• INSTRUCTION
Arrange the records as a numbered list, from the line with "Guideline: one keypoint for each instance of the seated" up to and including the final line, leaving out blank lines.

═══ DATA SHOWN ═══

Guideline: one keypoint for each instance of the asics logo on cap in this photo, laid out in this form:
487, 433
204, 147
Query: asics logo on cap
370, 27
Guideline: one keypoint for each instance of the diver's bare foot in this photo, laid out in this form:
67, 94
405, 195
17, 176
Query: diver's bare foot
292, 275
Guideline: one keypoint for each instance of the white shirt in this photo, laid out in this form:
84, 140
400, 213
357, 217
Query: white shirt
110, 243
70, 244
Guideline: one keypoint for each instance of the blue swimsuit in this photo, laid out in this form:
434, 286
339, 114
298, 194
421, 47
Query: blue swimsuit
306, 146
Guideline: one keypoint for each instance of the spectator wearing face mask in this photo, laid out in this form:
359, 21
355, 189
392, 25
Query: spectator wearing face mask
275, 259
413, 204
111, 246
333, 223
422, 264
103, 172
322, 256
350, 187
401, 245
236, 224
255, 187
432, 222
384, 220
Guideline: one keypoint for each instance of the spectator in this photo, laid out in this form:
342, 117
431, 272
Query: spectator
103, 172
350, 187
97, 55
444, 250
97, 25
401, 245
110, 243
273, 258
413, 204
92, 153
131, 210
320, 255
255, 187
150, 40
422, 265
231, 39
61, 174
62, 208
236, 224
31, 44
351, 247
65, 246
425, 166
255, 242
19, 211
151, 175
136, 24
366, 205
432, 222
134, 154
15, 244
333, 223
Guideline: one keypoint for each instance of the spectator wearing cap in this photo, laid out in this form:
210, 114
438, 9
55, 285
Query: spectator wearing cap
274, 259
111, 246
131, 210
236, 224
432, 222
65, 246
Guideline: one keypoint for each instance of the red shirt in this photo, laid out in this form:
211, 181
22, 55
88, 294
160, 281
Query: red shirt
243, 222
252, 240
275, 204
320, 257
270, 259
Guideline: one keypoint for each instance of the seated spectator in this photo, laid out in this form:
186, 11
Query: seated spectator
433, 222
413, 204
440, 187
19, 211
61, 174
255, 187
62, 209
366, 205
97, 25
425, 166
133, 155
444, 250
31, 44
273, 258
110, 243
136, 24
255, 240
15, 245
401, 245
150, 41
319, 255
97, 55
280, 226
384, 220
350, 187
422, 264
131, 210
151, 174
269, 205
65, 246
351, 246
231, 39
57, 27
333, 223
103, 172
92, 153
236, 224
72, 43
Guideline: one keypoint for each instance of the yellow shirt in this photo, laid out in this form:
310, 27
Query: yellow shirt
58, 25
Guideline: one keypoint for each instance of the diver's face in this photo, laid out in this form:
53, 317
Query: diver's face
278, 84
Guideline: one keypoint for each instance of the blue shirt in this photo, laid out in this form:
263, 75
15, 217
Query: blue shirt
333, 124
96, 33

═══

• COMPLETE RESPONSE
1. Guideline: one keypoint for each instance of the seated spectator in this photo, laid out in this form:
2. 186, 11
3. Query: seated spectator
4. 433, 222
5. 413, 204
6. 440, 187
7. 19, 211
8. 61, 174
9. 255, 187
10. 62, 209
11. 366, 205
12. 97, 25
13. 425, 166
14. 133, 155
15. 444, 250
16. 31, 44
17. 273, 258
18. 110, 243
19. 136, 24
20. 255, 240
21. 15, 245
22. 401, 245
23. 150, 41
24. 319, 255
25. 97, 55
26. 280, 226
27. 384, 220
28. 350, 187
29. 422, 264
30. 131, 210
31. 151, 174
32. 269, 205
33. 65, 246
34. 351, 246
35. 231, 39
36. 57, 27
37. 333, 223
38. 103, 172
39. 92, 153
40. 236, 224
41. 72, 43
42. Guideline: one keypoint for each instance of the yellow shirt in this photo, laid out in this form:
43. 310, 27
44. Query: yellow shirt
45. 58, 25
46. Guideline: one keypoint for each instance of the diver's face in this photo, laid out in this form:
47. 53, 317
48. Query: diver's face
49. 278, 84
50. Guideline: one keypoint for each instance of the blue shirt in this photo, laid out in this form:
51. 263, 75
52. 15, 217
53. Query: blue shirt
54. 333, 124
55. 96, 33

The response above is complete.